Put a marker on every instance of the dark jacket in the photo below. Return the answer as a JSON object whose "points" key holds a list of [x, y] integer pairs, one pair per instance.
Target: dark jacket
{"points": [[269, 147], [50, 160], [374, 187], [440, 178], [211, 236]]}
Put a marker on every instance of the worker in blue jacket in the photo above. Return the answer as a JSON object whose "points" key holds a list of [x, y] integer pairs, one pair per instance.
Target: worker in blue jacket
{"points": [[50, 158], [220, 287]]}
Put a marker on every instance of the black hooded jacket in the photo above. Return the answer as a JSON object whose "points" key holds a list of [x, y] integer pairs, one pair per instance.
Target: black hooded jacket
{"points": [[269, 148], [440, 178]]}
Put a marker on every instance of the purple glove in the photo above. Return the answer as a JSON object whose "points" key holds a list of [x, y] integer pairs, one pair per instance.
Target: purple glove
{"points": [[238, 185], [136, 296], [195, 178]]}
------------
Please copy out every line of the material above word for word, with nothing added or changed.

Final result:
Put a marker on every instance of the dark jacket in the photo below. Return the answer as a JSON object whose "points" key holds a list of [x, y] integer pairs, one pair per instance.
Target: dark jacket
{"points": [[269, 147], [50, 160], [374, 187], [440, 178], [211, 236]]}
Put a marker on every instance of the worker in blue jacket in the photo above. Return the answer as a JSON object whose "points" key holds a list of [x, y] integer pairs, one pair per instance.
Target: worker in blue jacket
{"points": [[50, 158], [220, 287]]}
Put a marker on every instance of the black hooded jacket in the photo above. Return the answer as a JSON object whose "points" key holds a list of [x, y] integer pairs, one pair per instance.
Target: black hooded jacket
{"points": [[269, 148], [440, 178]]}
Put a marker on every instance of the purple glove in the photo above. Return the answer as a JSON object whose "points" key holds a list of [x, y] integer pairs, one pair per instance.
Target: purple glove
{"points": [[238, 185], [136, 296], [195, 178]]}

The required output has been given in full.